• [Objective]:
Convert every line of the items below into a Markdown table with the columns Row and Item line, numbering each row and leaving out any blank lines.

• [Extracted material]:
==================================================

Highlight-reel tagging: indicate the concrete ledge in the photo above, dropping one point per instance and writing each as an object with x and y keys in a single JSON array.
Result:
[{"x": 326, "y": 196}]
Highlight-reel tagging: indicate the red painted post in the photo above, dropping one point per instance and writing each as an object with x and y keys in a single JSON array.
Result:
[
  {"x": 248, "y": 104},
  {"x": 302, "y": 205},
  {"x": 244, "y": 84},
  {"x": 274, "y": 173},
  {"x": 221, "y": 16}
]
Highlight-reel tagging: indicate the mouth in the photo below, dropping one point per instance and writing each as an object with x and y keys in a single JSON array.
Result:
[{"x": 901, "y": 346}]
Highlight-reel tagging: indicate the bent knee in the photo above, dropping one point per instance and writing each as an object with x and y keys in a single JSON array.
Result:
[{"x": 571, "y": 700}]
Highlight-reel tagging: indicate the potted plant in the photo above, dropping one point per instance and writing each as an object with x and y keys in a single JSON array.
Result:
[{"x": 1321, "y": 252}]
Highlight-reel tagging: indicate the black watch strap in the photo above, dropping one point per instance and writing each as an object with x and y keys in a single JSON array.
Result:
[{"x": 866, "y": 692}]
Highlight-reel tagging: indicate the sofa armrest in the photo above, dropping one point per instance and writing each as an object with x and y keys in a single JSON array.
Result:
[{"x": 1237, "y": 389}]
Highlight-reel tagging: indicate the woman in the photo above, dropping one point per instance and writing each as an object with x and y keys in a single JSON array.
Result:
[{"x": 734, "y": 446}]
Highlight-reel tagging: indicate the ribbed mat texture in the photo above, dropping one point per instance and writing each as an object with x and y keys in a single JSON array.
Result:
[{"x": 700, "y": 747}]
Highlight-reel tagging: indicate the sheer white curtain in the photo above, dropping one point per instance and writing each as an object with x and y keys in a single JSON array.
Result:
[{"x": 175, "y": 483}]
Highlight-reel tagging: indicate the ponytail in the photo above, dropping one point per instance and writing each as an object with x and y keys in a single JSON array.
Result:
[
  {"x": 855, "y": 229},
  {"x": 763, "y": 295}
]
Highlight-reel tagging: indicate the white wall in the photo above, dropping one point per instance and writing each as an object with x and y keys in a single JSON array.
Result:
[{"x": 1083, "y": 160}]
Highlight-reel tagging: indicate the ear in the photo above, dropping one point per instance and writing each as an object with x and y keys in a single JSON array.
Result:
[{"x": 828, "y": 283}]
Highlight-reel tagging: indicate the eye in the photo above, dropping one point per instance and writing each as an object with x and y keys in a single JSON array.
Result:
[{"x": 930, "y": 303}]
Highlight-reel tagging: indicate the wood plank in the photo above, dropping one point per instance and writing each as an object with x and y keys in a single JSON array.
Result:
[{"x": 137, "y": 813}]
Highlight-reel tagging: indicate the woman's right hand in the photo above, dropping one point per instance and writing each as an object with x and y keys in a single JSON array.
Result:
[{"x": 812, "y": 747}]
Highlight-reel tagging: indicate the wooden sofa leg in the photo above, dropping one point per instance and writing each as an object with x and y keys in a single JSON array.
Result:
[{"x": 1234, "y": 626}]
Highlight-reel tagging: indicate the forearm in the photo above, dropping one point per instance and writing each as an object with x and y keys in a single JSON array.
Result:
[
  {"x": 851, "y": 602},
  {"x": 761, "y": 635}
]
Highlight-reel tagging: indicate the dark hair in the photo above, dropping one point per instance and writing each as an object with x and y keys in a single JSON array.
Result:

==================================================

• [Written reply]:
| Row | Item line |
|---|---|
| 1 | Highlight-reel tagging: indicate the concrete ledge in the photo above, dropping one point per instance and writing each as an object with x and y keys in a single JSON array. |
| 2 | Result: |
| 3 | [{"x": 326, "y": 196}] |
| 4 | Highlight-reel tagging: indicate the red painted post in the photo above, dropping one point per instance and writing each as an object with x and y keys in a single JSON array. |
| 5 | Result: |
| 6 | [ |
| 7 |   {"x": 248, "y": 104}, |
| 8 |   {"x": 302, "y": 205}, |
| 9 |   {"x": 244, "y": 84}, |
| 10 |   {"x": 274, "y": 173}, |
| 11 |   {"x": 221, "y": 16} |
| 12 | ] |
| 13 | Highlight-reel tagging: indicate the mouth in the photo below, dropping one point per instance and writing each as an object with x and y keys in a single JSON array. |
| 14 | Result: |
| 15 | [{"x": 901, "y": 346}] |
| 16 | Highlight-reel tagging: indicate the bent knee in the photo above, dropping one point per instance and writing each as an object with x and y keys in a single JSON array. |
| 17 | Result: |
| 18 | [{"x": 571, "y": 700}] |
| 19 | Highlight-reel tagging: indicate the potted plant in the photo above, dropping one point per instance and writing each as an object with x and y keys in a single JSON array. |
| 20 | Result: |
| 21 | [{"x": 1321, "y": 252}] |
| 22 | Highlight-reel tagging: indicate the black watch strap in the photo above, dropping one point per instance and writing each as an object with x and y keys in a single JSON array. |
| 23 | Result: |
| 24 | [{"x": 866, "y": 692}] |
| 25 | Highlight-reel tagging: indicate the sofa armrest in the photo above, dropping one point per instance and writing each as an object with x and y keys in a single JSON array. |
| 26 | Result: |
| 27 | [{"x": 1237, "y": 389}] |
| 28 | Highlight-reel tagging: indicate the woman in the photo above, dropping one point per instance and writing each as an object with x and y keys in a single JSON array. |
| 29 | Result: |
| 30 | [{"x": 734, "y": 446}] |
| 31 | Highlight-reel tagging: indicate the ribbed mat texture in the photo above, dropping one point per instance and writing each as an object with x and y keys in a single JSON array. |
| 32 | Result: |
| 33 | [{"x": 700, "y": 747}] |
| 34 | Highlight-reel tagging: indicate the sheer white curtain in the photo above, dropping one point per instance and writing each as an object with x and y keys in a single JSON array. |
| 35 | Result: |
| 36 | [{"x": 175, "y": 483}] |
| 37 | Highlight-reel tagging: indicate the ponytail in the photo above, dropping one point per instance and writing each as an object with x and y keys in a single JSON array. |
| 38 | Result: |
| 39 | [ |
| 40 |   {"x": 855, "y": 229}, |
| 41 |   {"x": 763, "y": 295} |
| 42 | ] |
| 43 | Highlight-reel tagging: indicate the white wall in the photo above, dropping one point per instance and writing each as an object with x and y keys in a single JSON array. |
| 44 | Result: |
| 45 | [{"x": 1083, "y": 160}] |
| 46 | Highlight-reel tagging: indicate the ear in the photo above, dropping one point per instance and writing each as an object with x and y keys in a single JSON array. |
| 47 | Result: |
| 48 | [{"x": 828, "y": 283}] |
| 49 | Highlight-reel tagging: indicate the eye in the photo above, dropping one point per instance and writing each as an object with x and y keys in a single JSON array. |
| 50 | Result: |
| 51 | [{"x": 930, "y": 303}] |
| 52 | Highlight-reel tagging: indicate the wood plank in the photo above, dropping one point per instance and writing each as an object with x and y keys in a single JSON array. |
| 53 | Result: |
| 54 | [{"x": 137, "y": 813}] |
| 55 | Highlight-reel tagging: indicate the woman's right hand in the photo above, dropping one point per instance and writing each as an object with x and y keys in a single JSON array. |
| 56 | Result: |
| 57 | [{"x": 812, "y": 747}] |
| 58 | Highlight-reel tagging: indicate the wooden sofa leg in the photo above, dropping one point per instance and writing each as an object with x and y keys in a single JSON array. |
| 59 | Result: |
| 60 | [{"x": 1234, "y": 626}] |
| 61 | Highlight-reel tagging: indicate the forearm in the photo above, dropping one point per instance and writing each as an object with x and y keys in a single JSON array. |
| 62 | Result: |
| 63 | [ |
| 64 |   {"x": 851, "y": 602}, |
| 65 |   {"x": 761, "y": 635} |
| 66 | ] |
| 67 | Highlight-reel tagging: indicate the dark hair in the photo above, dropping one point per instance and writing each as an object with x and y keys in a single JSON array. |
| 68 | Result: |